Please return everything from "And it’s at" down to "just a storyteller." in the piece on illustrative jewellery, copied word for word.
── STUDY TEXT ──
It’s a common recurring question in life, and one that I still find a little tricky to answer in a straightforward way.
“So what do you do?”
“I’m a jeweller”
“Oh, what kind of jewellery do you make?”
“Mmmh, well it’s very illustrative…”
And it’s at this point that, these days, I usually reach for my phone to find my website or Instagram page because it’s generally easier to show people what I do than to describe it.
Illustrative jewellery, narrative jewellery, 3D illustration, wearable pictures, miniature scenes made in silver, these are my attempts to describe what it is I make.
Maybe I’m just a storyteller.
The ranges I have designed have hints and echoes of my own adventures, trekking in mountains, playing in streams, being out amongst the trees. They draw on folktales and the long traditions of sharing stories round a fire. I can take a poem or a piece of text as a starting point and in commissioned work have been honoured to create both celebratory pieces and memorial pieces for customers representing their loved ones and the places that they love.
It is the joy of illustrative work that people read the story in it and find resonance with experiences from their own lives. So really, there is no shortage of inspiration as there are endless stories to tell, but sometimes in the busyness of business it’s easy to forget that.
At the beginning of last year when we all found ourselves returning to lockdown in the depths of winter, nearly a year into the unfolding narrative of the pandemic, I had a moment of remembering that the illustrative nature of my work could allow me to tell the story of that present moment, to try and capture something of the new landscape. I wanted to created pieces that addressed the loss and isolation as well as the hopes and connectedness. Business as usual wasn’t really happening, I wasn’t rushing to make stock for the next show or shop order, so I had the time and space to give my attention to creating a collection as a response. Launched initially as part of an online digital craft festival under the title “Where we are…” I went on to exhibit this collection throughout the latter part of last year. The titles of the pieces help tell the story e.g. “Holding onto hope”, “Absence/requiem”. Some were accompanied by poems and I wrote a short explanation of the project. It served to carve a little space for reflection for those who wanted it into otherwise bustling craft fairs, and prompted some beautiful conversations, often acknowledging losses of loved ones.
───
── RECORDS ──
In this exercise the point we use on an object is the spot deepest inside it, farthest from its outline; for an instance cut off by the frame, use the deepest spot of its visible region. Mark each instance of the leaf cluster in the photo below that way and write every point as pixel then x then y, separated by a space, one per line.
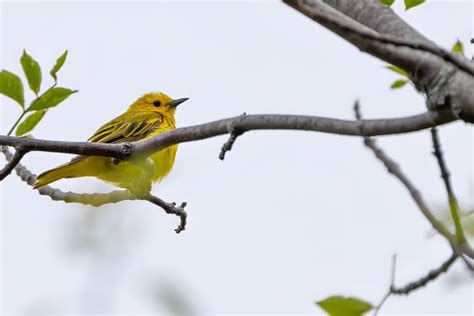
pixel 12 86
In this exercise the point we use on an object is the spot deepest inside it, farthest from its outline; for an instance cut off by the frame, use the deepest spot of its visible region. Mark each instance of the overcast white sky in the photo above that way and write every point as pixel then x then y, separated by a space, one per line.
pixel 286 219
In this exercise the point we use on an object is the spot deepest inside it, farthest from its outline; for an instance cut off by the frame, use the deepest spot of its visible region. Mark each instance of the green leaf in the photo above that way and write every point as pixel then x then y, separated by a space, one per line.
pixel 12 87
pixel 59 63
pixel 412 3
pixel 50 98
pixel 344 306
pixel 399 84
pixel 32 72
pixel 387 2
pixel 30 122
pixel 398 70
pixel 458 48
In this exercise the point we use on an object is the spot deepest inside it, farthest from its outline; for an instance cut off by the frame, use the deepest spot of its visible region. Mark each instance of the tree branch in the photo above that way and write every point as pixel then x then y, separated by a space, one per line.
pixel 321 13
pixel 445 175
pixel 10 165
pixel 96 199
pixel 239 123
pixel 432 275
pixel 415 285
pixel 433 70
pixel 394 169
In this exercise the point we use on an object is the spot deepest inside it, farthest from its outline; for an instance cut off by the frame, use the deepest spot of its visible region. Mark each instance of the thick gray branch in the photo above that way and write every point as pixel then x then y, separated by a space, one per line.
pixel 240 123
pixel 446 80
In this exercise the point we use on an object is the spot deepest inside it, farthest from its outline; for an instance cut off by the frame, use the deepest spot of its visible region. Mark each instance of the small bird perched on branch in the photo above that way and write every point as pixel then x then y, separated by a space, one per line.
pixel 150 115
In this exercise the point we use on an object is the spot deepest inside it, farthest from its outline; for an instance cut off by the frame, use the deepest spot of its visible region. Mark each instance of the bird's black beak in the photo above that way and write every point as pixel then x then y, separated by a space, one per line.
pixel 177 102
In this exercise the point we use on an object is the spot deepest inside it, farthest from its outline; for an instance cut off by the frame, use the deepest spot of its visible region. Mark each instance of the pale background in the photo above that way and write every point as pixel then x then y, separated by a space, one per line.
pixel 288 218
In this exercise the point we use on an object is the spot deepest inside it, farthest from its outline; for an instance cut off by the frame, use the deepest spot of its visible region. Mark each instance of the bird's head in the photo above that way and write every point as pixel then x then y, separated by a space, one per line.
pixel 157 102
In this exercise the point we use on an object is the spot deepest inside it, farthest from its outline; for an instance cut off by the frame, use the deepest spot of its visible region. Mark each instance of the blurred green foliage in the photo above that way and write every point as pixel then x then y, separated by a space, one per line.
pixel 12 87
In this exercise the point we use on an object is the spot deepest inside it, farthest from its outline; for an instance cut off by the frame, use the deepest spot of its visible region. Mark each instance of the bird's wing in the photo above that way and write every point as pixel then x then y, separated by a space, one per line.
pixel 127 128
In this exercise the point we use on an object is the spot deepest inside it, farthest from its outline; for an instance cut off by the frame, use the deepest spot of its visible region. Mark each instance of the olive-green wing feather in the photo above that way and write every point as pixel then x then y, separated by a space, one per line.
pixel 127 128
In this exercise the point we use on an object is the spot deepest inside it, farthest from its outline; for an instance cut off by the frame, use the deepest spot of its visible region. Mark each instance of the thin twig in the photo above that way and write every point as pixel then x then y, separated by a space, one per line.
pixel 394 169
pixel 392 284
pixel 11 164
pixel 16 123
pixel 96 199
pixel 432 275
pixel 415 285
pixel 445 175
pixel 221 127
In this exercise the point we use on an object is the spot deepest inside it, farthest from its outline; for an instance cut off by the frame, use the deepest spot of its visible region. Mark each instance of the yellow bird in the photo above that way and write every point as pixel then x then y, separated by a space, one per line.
pixel 150 115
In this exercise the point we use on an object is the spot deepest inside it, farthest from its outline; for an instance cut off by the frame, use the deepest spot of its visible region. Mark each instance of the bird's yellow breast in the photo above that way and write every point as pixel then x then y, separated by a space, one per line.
pixel 128 174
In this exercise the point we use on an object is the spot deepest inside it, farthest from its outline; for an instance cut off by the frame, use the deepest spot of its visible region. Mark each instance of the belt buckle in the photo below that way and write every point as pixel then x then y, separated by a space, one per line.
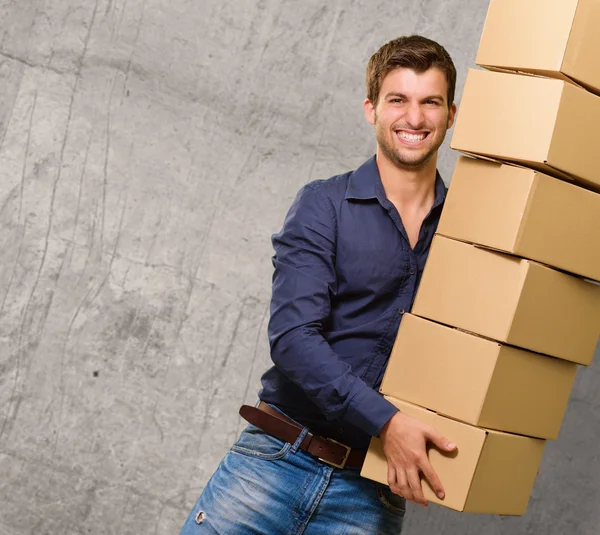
pixel 346 455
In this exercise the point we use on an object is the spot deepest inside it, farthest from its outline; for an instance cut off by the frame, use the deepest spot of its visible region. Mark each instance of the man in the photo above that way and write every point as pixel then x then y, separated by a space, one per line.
pixel 348 262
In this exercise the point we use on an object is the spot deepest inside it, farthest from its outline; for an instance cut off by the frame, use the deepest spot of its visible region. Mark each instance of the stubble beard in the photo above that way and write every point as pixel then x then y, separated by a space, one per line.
pixel 395 156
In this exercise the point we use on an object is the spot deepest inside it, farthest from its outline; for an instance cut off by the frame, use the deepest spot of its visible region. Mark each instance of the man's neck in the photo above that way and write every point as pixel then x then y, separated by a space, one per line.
pixel 410 190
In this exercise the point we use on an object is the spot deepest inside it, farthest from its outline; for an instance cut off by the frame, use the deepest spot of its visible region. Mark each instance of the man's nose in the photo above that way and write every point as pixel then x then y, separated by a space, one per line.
pixel 415 117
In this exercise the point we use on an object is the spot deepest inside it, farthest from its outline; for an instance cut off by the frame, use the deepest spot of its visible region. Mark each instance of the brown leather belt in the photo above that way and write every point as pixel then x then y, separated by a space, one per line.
pixel 326 449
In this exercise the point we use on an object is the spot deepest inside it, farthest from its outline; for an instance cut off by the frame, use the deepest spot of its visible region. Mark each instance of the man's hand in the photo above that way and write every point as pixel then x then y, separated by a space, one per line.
pixel 404 442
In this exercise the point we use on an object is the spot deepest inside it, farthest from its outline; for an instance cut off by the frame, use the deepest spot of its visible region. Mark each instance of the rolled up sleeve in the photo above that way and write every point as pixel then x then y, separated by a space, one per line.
pixel 304 282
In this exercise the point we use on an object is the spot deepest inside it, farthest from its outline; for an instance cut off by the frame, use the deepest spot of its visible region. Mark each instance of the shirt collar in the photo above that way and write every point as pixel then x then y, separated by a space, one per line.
pixel 365 183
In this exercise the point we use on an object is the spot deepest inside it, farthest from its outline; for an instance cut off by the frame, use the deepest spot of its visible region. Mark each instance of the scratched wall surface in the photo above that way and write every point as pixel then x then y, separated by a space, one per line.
pixel 148 150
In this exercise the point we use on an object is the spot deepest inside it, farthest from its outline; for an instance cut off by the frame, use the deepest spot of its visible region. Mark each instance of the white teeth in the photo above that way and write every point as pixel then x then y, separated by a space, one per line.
pixel 411 137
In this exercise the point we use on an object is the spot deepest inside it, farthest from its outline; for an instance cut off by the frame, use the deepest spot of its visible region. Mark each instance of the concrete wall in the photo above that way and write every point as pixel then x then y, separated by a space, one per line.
pixel 148 150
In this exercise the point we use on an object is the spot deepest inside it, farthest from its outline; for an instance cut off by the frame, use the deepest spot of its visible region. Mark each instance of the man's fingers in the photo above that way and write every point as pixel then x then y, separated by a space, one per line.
pixel 441 441
pixel 403 486
pixel 433 478
pixel 414 482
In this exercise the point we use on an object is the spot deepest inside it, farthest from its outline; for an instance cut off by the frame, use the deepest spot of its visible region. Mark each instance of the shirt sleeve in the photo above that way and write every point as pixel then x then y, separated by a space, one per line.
───
ANSWER SPACE =
And it’s at this point that, these days, I usually reach for my phone to find my website or Instagram page because it’s generally easier to show people what I do than to describe it.
Illustrative jewellery, narrative jewellery, 3D illustration, wearable pictures, miniature scenes made in silver, these are my attempts to describe what it is I make.
Maybe I’m just a storyteller.